>> START Text provided

PEG syntax considerations #17

jontxu · 2023-10-18T12:04:29Z

(I added @gmantele and @msdemlei as reviewers for the time being, feel free to add whomever you feel adequate.)

Hi all,

as PEG adoption for the ADQL grammar definition draws near(er), I have been testing different parser generators recently. Namely:

Mouse, written in Java.
peg(1), written in C.

I discovered by trial and error, that their definition of PEG and its syntax differ from the one defined by Bryan Ford in the original paper (cf. Figure 1 and Table 1). In other words, the original syntax looks like a formal definition rather than a standard one -- there doesn't seem to be any, actually. Other tools much more idiomatic tools exist: i.e., fitting the respective programming language.

These deviations range from aesthetical changes (separators and delimiters) to extensions and in some cases syntactic sugar -- you can see them on the links above. To give a couple of examples:

Mouse only allows rules to be defined in camelCase, due to the underscore character _ being an extra operator.

>> END Text provided

# Goals
1 - Print the PEG syntax thread from "I discovered by" up to and including "an extra operator.".
2 - Using the PEG syntax thread, answer these:
(a) In which programming language is peg(1) written?
(b) Who wrote the original paper that defined PEG and its syntax?
(c) In what case style does Mouse require rules to be defined?
3 - Translate this sentence from the PEG syntax thread into Spanish: "Mouse only allows rules to be defined in camelCase, due to the underscore character _ being an extra operator."
The data has no role here.

>> START Data excerpt

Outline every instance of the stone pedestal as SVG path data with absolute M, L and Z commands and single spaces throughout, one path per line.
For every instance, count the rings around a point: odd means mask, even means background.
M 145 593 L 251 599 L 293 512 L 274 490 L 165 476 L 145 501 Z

>> END Data excerpt

# Solutions below
1 -
I discovered by trial and error, that their definition of PEG and its syntax differ from the one defined by Bryan Ford in the original paper (cf. Figure 1 and Table 1). In other words, the original syntax looks like a formal definition rather than a standard one -- there doesn't seem to be any, actually. Other tools much more idiomatic tools exist: i.e., fitting the respective programming language.

These deviations range from aesthetical changes (separators and delimiters) to extensions and in some cases syntactic sugar -- you can see them on the links above. To give a couple of examples:

Mouse only allows rules to be defined in camelCase, due to the underscore character _ being an extra operator.

2 -
(a) C
(b) Bryan Ford
(c) camelCase

3 - Mouse solo permite definir las reglas en camelCase, debido a que el carácter de guion bajo _ es un operador adicional.